Aim - Write out the records below once more, exactly as they stand.

Material -
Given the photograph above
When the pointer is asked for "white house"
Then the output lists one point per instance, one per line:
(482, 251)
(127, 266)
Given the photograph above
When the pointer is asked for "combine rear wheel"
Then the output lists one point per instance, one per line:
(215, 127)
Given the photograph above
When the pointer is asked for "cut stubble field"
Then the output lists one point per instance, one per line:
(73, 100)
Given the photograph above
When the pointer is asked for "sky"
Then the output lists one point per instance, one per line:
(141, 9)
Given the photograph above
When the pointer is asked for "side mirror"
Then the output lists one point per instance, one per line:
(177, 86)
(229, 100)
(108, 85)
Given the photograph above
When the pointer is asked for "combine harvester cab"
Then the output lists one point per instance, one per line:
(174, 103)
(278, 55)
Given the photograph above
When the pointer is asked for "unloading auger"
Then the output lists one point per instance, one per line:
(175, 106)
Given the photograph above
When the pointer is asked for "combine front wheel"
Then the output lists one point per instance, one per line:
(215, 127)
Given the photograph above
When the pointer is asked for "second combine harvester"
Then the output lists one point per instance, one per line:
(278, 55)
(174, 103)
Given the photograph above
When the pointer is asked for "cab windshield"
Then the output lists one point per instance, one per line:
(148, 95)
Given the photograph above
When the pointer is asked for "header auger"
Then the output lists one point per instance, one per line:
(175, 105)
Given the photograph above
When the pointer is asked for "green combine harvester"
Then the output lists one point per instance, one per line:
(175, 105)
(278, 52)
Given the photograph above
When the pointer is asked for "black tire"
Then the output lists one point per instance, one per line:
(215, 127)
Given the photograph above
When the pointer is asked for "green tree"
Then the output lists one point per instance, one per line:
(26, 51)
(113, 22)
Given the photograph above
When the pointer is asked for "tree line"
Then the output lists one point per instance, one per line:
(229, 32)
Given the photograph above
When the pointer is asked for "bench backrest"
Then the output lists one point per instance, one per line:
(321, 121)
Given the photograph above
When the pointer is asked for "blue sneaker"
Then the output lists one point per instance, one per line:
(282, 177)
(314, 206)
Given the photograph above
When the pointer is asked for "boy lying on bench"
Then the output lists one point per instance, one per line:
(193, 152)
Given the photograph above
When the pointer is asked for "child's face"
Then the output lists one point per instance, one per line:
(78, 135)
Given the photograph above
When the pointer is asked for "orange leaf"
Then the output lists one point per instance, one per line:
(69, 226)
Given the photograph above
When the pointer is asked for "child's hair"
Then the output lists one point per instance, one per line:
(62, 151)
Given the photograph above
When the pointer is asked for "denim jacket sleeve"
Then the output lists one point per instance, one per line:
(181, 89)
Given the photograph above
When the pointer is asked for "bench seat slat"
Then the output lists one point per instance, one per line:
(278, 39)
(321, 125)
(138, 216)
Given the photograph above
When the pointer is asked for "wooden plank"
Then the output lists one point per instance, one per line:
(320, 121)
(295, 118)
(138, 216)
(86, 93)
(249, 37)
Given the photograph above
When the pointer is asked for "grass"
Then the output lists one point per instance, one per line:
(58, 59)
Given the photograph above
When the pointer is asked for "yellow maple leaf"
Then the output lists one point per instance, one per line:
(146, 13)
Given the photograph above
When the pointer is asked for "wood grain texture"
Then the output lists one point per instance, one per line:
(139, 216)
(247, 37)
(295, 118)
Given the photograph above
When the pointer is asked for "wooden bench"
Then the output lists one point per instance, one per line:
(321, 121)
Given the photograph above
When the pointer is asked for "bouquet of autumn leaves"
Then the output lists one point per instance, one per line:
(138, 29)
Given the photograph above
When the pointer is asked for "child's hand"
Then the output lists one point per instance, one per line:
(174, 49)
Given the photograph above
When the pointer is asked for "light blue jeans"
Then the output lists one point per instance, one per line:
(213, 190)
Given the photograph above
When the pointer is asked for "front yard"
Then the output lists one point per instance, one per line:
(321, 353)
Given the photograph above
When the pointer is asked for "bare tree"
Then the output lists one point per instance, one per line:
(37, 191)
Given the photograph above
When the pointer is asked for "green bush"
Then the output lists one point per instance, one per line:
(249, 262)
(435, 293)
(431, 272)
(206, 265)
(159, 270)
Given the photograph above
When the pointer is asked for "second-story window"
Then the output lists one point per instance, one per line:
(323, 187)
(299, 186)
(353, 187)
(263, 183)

Output for this task -
Given the photograph above
When the pointer is asked for "white house"
Then the output lists one point per instance, one per line:
(482, 251)
(127, 266)
Given the photograph above
When the pointer is asked for "combine rear wheel"
Then the output lists one point per instance, one per line:
(215, 127)
Given the photograph above
When the pointer is asked for "cut stubble field"
Then the output lists one point per instance, one per line:
(73, 100)
Given the photograph above
When the pointer is asked for "sky"
Then the output lists one point per instance, one per line:
(141, 9)
Given the photograph above
When the pointer is asked for "side mirror"
Then the output lists one point per instance, one per line:
(177, 86)
(229, 100)
(108, 85)
Given the photograph above
When the pointer is asked for "combine harvester cab"
Then the output lists one point per instance, one per line:
(174, 103)
(278, 55)
Given the photograph above
When the pointer is asked for "unloading auger"
Then the output lists one point per instance, one per line:
(175, 106)
Given the photograph above
When the pointer is asked for "combine front wheel"
Then the output lists one point per instance, one per line:
(215, 127)
Given the photograph above
When the pointer is asked for "second combine harvester"
Then the output lists one point per instance, one per line:
(278, 55)
(174, 103)
Given the photograph above
When the pointer is asked for "cab windshield"
Then the output lists one point per instance, one per line:
(148, 95)
Given the photograph above
When the pointer is asked for "header auger"
Then the output lists one point per instance, one per line:
(175, 105)
Given the photograph above
When the pointer is asked for "green combine harvester"
Then the output lists one point per instance, one per line:
(175, 105)
(278, 52)
Given the photograph above
When the pointer is asked for "black tire"
Then the output lists one point per instance, one per line:
(215, 127)
Given the photograph above
When the pointer is asked for "green tree"
Then the output lists one point per instance, one per line:
(26, 51)
(113, 22)
Given the photograph above
When the pointer is asked for "tree line"
Then the output lists one point per instance, one per line:
(229, 32)
Given the photograph above
When the pointer is asked for "bench backrest"
Then the output lists one point per instance, one per line:
(321, 121)
Given the photograph above
When the pointer is asked for "blue sneaker"
Then the output lists one point per instance, one per line:
(282, 177)
(314, 206)
Given the photograph above
When the pointer is asked for "boy lying on bench"
Then the output lists one point per instance, one per line:
(193, 152)
Given the photograph above
When the pointer is asked for "child's face"
Then the output lists one point per instance, one per line:
(78, 135)
Given the photograph above
When the pointer is asked for "orange leaf"
Then the output lists one point per instance, one per line:
(69, 226)
Given the photograph above
When the pointer is asked for "child's hair"
Then the output lists one point per instance, one per line:
(62, 151)
Given the photograph above
When the pointer is asked for "denim jacket sleeve"
Then the output lists one point per instance, one per line:
(181, 89)
Given the photograph above
When the pointer is asked for "bench seat slat"
Then the output lists one point per instance, one per line:
(278, 39)
(321, 125)
(138, 216)
Given the photograph above
When the pointer is asked for "wooden plank"
Then the output lists one point per instance, one per line:
(320, 121)
(295, 118)
(138, 216)
(86, 93)
(249, 37)
Given the photograph above
When the pointer is asked for "grass"
Then the output lists one point per instance, one per line:
(58, 59)
Given the photograph above
When the pointer is asked for "yellow maple leaf"
Then the output lists one point per instance, one per line:
(146, 13)
Given the photograph above
When the pointer is asked for "wood grain texture"
Then the output lists one point per instance, one per line:
(139, 216)
(247, 37)
(295, 118)
Given the photograph above
When the pointer is asked for "wooden bench"
Then the output lists one point per instance, one per line:
(321, 121)
Given the photograph above
When the pointer is asked for "bouquet of autumn leaves"
Then the output lists one point per instance, one per line:
(138, 29)
Given the photograph above
When the pointer is asked for "child's hand"
Then the output lists one point per instance, one per line:
(174, 49)
Given the photograph above
When the pointer is asked for "light blue jeans"
Then the output lists one point per instance, one per line:
(213, 190)
Given the photograph above
When the pointer is asked for "front yard"
Then the output lists one point per instance, one per line:
(321, 353)
Given the photograph above
When the pointer is asked for "bare tree"
Then the output lists one point per instance, one per line:
(37, 191)
Given the photograph above
When the pointer is asked for "green bush"
Then the output lists one point per instance, one per line:
(249, 262)
(435, 293)
(431, 272)
(206, 265)
(159, 270)
Given the photograph above
When the pointer is asked for "second-story window"
Then the output lists one point per instance, one per line:
(323, 187)
(299, 186)
(353, 187)
(263, 183)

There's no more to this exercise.